══ DATA SHOWN

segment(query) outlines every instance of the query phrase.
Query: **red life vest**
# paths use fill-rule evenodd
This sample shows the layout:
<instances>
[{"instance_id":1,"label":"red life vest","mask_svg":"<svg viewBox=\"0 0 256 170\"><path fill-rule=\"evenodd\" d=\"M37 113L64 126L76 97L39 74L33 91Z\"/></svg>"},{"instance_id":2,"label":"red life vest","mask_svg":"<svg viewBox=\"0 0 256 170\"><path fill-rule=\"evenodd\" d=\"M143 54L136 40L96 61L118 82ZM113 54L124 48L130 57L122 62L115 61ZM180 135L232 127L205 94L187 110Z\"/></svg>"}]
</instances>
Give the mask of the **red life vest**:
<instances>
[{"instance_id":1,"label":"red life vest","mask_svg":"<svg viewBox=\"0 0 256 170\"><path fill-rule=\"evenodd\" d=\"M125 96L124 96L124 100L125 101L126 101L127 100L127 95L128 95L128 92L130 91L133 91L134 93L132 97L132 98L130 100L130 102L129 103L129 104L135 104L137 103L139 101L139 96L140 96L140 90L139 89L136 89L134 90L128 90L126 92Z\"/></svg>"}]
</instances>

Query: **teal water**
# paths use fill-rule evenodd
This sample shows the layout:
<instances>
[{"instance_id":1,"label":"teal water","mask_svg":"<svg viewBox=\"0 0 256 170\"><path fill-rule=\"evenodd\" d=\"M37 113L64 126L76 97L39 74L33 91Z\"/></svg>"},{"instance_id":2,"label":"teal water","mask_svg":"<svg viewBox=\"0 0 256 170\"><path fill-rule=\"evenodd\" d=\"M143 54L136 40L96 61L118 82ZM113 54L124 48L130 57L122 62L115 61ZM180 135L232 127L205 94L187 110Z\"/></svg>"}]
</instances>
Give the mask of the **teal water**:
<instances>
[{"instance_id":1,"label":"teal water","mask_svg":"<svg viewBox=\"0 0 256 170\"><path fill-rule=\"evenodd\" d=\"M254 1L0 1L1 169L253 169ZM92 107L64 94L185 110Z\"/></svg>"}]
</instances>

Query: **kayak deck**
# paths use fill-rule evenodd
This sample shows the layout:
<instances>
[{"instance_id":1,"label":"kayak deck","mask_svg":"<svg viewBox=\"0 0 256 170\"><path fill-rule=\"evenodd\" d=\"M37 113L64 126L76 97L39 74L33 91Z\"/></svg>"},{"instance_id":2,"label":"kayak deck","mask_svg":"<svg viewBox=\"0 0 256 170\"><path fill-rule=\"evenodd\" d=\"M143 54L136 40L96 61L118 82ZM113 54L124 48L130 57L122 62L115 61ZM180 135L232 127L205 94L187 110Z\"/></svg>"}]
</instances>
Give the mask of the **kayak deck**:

════
══ DATA SHOWN

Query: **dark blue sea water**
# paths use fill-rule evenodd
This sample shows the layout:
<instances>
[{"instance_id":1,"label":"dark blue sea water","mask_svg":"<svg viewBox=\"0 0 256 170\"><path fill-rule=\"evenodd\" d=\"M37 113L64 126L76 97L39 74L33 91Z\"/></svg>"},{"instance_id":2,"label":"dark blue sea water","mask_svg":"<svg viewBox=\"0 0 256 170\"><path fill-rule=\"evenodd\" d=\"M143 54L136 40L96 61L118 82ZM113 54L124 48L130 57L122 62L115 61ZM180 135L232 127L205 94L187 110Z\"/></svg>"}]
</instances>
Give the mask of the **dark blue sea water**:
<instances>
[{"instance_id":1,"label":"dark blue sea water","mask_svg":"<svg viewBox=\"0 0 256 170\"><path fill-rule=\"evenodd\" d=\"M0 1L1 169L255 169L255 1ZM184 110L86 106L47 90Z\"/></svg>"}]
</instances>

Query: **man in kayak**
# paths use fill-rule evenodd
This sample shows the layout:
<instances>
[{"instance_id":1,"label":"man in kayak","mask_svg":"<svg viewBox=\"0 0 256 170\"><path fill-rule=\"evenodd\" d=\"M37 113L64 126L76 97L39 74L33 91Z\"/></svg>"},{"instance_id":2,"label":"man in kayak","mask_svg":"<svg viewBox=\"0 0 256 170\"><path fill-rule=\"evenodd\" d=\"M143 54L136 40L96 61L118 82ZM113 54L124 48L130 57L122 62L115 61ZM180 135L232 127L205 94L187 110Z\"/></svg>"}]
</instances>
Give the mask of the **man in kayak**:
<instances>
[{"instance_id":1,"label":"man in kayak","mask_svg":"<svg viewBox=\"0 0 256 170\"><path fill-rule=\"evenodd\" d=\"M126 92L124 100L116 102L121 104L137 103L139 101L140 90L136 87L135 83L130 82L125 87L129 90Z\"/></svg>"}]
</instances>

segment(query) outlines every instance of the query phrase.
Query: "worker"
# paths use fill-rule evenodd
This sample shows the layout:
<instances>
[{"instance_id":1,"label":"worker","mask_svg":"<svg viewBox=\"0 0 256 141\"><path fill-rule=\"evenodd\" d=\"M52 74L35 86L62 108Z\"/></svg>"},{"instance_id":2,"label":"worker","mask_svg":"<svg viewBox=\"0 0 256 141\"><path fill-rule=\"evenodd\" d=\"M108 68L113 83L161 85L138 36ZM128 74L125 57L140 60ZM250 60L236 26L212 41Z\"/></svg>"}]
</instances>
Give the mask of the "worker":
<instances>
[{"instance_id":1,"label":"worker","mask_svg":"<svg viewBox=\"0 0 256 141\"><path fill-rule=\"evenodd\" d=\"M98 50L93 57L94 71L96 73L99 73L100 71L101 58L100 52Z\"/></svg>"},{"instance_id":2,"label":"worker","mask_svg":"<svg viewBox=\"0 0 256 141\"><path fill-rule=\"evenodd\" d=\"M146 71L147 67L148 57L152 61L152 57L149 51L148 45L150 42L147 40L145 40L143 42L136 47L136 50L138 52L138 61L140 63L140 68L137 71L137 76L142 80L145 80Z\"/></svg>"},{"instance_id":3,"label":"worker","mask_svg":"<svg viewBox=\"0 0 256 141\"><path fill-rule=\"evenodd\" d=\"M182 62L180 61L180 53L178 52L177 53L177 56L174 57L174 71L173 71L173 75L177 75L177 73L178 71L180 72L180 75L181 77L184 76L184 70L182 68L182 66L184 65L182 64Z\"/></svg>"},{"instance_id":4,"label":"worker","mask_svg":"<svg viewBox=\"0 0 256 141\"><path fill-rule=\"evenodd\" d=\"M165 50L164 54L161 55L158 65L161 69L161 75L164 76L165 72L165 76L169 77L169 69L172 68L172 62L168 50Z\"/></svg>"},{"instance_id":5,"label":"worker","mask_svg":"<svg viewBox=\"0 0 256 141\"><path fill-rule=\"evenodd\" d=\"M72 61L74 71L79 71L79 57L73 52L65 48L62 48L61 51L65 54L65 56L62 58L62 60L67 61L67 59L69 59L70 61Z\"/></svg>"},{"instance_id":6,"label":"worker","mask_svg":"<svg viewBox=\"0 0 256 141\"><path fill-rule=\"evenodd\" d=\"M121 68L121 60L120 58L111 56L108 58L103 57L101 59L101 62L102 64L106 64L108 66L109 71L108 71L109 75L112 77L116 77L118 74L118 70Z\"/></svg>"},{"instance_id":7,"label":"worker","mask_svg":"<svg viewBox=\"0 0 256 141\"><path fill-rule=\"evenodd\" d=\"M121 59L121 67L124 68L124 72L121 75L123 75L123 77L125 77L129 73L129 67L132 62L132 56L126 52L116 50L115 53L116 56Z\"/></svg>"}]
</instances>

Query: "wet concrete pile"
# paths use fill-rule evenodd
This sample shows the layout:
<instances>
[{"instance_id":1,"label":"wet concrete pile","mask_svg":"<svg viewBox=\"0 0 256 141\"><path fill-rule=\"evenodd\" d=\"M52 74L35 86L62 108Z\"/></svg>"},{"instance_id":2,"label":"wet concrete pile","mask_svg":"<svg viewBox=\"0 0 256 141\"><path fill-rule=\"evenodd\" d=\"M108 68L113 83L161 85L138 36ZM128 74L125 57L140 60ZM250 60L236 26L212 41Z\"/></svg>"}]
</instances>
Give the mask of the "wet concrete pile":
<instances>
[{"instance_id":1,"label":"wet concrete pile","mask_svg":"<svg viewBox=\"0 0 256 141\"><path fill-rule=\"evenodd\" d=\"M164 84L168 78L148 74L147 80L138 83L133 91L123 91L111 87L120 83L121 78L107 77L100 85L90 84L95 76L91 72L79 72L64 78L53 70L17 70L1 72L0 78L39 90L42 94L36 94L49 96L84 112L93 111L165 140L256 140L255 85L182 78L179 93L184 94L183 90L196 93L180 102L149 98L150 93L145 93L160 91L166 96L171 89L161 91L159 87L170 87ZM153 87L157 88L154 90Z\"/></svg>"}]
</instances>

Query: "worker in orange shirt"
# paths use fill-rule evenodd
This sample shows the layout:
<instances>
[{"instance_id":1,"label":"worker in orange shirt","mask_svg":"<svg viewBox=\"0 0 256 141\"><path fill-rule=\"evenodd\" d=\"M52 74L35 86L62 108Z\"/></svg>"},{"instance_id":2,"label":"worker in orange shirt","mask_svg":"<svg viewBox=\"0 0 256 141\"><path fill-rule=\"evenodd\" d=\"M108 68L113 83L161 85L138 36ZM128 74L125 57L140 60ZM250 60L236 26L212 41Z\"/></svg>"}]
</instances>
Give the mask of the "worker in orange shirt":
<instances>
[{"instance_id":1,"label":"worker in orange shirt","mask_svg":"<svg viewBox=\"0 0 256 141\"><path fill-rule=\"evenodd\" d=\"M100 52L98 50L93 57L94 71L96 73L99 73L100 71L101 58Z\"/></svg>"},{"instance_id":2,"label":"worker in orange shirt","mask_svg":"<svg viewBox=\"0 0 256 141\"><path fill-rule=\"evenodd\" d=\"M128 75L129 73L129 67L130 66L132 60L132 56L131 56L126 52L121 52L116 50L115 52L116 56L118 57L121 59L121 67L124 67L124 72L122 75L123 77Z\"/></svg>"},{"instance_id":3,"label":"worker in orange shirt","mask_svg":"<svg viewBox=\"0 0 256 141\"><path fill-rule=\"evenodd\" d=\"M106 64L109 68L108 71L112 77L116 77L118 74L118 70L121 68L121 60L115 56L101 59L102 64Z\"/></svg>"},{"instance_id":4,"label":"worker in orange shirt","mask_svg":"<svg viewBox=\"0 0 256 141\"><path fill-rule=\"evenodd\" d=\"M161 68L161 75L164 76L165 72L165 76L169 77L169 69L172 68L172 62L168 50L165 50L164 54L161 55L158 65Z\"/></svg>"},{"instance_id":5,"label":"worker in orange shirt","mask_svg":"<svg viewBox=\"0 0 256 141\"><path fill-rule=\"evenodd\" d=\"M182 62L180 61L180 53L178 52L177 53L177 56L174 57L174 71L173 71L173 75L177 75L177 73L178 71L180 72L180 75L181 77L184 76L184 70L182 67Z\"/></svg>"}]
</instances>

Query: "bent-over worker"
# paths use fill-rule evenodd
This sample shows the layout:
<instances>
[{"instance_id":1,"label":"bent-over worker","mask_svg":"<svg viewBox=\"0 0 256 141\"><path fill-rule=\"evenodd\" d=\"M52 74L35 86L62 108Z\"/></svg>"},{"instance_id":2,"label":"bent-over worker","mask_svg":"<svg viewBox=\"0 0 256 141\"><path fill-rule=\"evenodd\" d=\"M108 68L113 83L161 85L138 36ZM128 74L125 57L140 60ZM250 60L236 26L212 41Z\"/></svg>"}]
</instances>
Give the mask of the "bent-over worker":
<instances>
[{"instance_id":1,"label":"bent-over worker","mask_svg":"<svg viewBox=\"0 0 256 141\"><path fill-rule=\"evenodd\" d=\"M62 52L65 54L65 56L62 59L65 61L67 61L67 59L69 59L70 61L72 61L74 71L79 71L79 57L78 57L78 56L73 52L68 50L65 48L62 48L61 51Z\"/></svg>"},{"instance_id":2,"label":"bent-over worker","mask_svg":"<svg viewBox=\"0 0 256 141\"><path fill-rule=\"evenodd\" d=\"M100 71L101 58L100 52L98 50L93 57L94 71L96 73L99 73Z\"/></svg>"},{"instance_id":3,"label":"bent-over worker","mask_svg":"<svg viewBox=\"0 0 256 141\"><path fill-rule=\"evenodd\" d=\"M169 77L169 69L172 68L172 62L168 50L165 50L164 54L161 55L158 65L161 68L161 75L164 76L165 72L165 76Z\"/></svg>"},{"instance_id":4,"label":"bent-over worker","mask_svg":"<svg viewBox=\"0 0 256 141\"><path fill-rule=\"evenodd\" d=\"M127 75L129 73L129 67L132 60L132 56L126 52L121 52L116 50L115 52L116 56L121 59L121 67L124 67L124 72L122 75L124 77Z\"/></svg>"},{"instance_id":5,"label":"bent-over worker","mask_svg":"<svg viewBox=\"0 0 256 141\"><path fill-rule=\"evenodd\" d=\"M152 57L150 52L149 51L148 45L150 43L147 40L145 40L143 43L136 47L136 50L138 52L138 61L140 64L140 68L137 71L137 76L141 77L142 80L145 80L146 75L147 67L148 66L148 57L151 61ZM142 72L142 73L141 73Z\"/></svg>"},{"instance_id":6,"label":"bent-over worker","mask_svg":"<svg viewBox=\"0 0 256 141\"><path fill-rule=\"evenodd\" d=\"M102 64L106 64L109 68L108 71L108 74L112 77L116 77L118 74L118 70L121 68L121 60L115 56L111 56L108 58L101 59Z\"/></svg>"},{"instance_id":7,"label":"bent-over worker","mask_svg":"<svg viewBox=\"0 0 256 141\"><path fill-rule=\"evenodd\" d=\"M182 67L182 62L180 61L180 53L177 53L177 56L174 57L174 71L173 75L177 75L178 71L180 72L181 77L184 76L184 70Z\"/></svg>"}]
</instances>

════
══ DATA SHOWN

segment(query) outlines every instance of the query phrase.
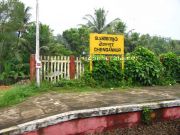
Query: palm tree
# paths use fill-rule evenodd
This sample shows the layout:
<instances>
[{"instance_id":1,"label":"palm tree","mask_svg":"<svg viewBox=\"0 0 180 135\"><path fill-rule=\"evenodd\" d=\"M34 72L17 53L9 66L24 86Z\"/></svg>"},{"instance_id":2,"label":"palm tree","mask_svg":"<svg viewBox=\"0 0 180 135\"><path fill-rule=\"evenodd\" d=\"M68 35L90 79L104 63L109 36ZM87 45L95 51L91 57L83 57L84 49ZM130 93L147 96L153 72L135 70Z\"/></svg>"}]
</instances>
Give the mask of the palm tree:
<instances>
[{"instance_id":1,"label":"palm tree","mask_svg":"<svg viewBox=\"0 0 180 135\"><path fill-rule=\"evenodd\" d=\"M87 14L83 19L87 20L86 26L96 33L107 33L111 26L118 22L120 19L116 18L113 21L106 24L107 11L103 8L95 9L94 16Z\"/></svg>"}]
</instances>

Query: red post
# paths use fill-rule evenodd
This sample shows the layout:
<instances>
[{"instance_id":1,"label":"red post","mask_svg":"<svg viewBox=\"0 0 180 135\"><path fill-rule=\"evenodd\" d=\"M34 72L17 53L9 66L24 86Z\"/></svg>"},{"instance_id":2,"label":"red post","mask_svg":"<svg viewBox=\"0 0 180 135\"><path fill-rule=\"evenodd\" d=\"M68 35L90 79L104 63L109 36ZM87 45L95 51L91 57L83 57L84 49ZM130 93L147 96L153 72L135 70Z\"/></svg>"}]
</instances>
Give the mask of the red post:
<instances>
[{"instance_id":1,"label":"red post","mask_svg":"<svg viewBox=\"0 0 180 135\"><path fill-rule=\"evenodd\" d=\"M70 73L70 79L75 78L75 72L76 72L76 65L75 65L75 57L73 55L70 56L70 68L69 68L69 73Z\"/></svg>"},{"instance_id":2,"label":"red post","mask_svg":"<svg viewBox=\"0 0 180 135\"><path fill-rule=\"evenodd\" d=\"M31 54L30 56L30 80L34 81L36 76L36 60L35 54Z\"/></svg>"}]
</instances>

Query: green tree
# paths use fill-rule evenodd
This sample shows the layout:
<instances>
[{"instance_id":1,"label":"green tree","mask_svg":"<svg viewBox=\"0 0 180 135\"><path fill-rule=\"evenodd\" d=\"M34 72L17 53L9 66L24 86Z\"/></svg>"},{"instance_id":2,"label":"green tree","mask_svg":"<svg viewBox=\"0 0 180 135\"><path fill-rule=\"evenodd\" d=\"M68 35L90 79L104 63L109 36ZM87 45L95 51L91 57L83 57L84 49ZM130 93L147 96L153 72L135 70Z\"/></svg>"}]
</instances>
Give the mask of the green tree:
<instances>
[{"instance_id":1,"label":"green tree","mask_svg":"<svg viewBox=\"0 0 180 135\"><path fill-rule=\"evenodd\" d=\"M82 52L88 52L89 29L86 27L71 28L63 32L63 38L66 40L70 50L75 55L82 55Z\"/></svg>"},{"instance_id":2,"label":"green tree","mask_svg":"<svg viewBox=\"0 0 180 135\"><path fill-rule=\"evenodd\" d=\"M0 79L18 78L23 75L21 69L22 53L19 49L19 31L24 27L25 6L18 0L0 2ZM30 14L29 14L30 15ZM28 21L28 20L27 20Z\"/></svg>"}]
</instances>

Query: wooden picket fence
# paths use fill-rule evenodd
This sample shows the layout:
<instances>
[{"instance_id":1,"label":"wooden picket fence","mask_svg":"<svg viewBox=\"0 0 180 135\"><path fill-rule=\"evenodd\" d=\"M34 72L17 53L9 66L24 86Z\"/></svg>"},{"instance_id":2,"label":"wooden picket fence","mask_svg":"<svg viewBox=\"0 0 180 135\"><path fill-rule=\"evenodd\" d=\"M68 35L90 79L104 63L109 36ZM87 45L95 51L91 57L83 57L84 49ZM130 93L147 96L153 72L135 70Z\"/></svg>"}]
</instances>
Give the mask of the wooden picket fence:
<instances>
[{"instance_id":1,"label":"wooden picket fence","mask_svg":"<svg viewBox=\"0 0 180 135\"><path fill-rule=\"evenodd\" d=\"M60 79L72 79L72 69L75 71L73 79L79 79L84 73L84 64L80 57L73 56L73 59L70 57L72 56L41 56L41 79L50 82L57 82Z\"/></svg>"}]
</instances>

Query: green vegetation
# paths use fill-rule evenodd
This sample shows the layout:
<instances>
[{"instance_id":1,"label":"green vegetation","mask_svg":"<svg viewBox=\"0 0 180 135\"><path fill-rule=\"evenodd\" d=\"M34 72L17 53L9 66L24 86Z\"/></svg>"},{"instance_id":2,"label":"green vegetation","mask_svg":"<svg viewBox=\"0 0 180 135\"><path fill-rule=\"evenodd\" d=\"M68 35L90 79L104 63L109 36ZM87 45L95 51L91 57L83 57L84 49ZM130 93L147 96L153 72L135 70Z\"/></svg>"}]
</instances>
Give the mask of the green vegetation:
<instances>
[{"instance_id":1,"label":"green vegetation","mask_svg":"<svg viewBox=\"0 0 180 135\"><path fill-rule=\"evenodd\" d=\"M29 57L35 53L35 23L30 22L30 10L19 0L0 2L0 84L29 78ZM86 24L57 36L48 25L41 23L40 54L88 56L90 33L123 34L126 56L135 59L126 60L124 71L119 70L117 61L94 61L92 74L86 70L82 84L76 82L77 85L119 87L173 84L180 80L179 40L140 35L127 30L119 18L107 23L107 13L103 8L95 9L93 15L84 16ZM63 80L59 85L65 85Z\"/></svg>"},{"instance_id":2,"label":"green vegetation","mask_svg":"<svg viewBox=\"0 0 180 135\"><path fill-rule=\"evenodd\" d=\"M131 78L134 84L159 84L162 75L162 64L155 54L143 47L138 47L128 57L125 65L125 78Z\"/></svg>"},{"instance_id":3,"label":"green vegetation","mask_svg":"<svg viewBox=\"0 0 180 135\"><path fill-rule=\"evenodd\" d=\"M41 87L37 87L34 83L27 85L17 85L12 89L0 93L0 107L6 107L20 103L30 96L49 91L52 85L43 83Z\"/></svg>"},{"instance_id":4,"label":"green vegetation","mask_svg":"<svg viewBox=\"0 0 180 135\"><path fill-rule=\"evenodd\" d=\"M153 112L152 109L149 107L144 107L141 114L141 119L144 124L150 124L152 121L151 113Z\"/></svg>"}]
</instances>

════

◆ **SET PROBLEM**
Edit the part that opens with the line containing "Query: **kayak deck**" and closes with the line containing "Give the mask of the **kayak", changing "layout" to "format" and keeping everything else the same. Give back only those lines.

◆ **RESPONSE**
Query: **kayak deck**
# paths use fill-rule evenodd
This sample shows the format:
<instances>
[{"instance_id":1,"label":"kayak deck","mask_svg":"<svg viewBox=\"0 0 256 170\"><path fill-rule=\"evenodd\" d=\"M37 113L64 126L76 97L39 74L33 91Z\"/></svg>"},{"instance_id":2,"label":"kayak deck","mask_svg":"<svg viewBox=\"0 0 256 170\"><path fill-rule=\"evenodd\" d=\"M143 54L136 40L96 61L118 82ZM113 54L124 48L130 57L122 62L115 61ZM180 135L232 127L205 94L187 110Z\"/></svg>"}]
</instances>
Give the mask of the **kayak deck**:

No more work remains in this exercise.